Please write out the part of the fad diet text that opens with the words "Individuals are always" and closes with "any scientific backing.", substituting "trend diet" for "fad diet" each time it appears.

**Provided text:**
>>>>>

Individuals are always looking for a quick fix diet this typically leads them to a fad diet. Many of these diets have risk factors associated with using them. A fad diet is any diet that promises unrealistic weight loss or other health advantages that may promote a longer life without any scientific backing.
Like discussed above a typical fad diet plan will promote unrealistic weight loss, for example losing 10 pounds in a week. Other programs may promote unhealthy eating habits that don’t meet nutritional requirements, but not adequately meeting said requirements an individual could suffer physiologically. Typically as a result from programs like this an individual may experience weight loss but really its only water weight and lean muscle mass. It’s hard for anyone individual to maintain a diet that restricts their food choices, therefore individuals typically don’t maintain programs like these and will gain back weight and then some.

<<<<<

**Extracted material:**
>>>>>

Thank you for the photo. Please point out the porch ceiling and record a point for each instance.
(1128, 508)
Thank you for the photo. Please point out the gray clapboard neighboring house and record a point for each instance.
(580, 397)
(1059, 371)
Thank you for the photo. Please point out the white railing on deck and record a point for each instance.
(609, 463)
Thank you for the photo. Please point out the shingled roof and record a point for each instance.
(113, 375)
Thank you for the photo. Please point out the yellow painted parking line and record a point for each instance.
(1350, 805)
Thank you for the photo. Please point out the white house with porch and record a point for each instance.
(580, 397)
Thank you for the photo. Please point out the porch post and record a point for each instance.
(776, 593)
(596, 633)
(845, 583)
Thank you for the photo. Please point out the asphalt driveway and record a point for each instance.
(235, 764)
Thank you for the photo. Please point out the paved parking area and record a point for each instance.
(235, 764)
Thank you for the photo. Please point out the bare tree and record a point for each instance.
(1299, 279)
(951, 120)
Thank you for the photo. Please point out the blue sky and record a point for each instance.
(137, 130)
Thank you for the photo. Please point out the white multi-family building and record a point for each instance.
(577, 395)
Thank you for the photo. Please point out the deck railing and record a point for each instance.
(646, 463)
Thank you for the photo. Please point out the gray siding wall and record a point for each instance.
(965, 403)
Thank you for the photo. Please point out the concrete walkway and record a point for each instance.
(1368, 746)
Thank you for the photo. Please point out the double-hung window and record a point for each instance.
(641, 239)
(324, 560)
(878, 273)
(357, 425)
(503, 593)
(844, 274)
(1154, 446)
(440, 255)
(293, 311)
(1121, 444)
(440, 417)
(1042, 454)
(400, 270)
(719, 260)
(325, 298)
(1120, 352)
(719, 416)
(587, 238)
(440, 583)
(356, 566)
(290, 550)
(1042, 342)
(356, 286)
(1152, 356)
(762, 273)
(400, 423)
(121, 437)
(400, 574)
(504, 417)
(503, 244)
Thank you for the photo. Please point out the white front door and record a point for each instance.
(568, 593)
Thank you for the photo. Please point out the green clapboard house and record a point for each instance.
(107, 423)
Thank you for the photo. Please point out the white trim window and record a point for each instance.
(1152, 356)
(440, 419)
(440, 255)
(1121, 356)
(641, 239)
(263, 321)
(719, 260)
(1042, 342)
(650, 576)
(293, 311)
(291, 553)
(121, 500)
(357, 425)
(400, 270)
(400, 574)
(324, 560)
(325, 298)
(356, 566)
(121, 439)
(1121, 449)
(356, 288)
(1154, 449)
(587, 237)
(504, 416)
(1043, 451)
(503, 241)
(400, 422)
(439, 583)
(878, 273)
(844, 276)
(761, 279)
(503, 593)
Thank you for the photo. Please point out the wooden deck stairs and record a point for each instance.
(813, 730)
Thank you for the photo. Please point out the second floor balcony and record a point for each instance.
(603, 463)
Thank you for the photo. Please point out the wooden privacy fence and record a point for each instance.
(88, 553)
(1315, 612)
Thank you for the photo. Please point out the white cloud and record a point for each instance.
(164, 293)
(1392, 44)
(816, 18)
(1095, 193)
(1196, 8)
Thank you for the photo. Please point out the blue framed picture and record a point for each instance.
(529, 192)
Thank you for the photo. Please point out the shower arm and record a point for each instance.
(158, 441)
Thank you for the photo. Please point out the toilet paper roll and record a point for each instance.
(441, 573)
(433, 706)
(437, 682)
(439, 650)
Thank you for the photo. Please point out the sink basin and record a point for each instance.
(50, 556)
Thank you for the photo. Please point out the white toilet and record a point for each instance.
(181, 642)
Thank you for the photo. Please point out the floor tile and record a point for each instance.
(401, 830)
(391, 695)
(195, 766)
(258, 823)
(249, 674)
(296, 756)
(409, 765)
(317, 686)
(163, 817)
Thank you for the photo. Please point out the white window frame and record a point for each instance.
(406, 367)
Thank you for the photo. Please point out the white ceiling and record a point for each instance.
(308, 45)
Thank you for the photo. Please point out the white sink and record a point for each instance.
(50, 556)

<<<<<

**Solved problem:**
Individuals are always looking for a quick fix diet this typically leads them to a trend diet. Many of these diets have risk factors associated with using them. A trend diet is any diet that promises unrealistic weight loss or other health advantages that may promote a longer life without any scientific backing.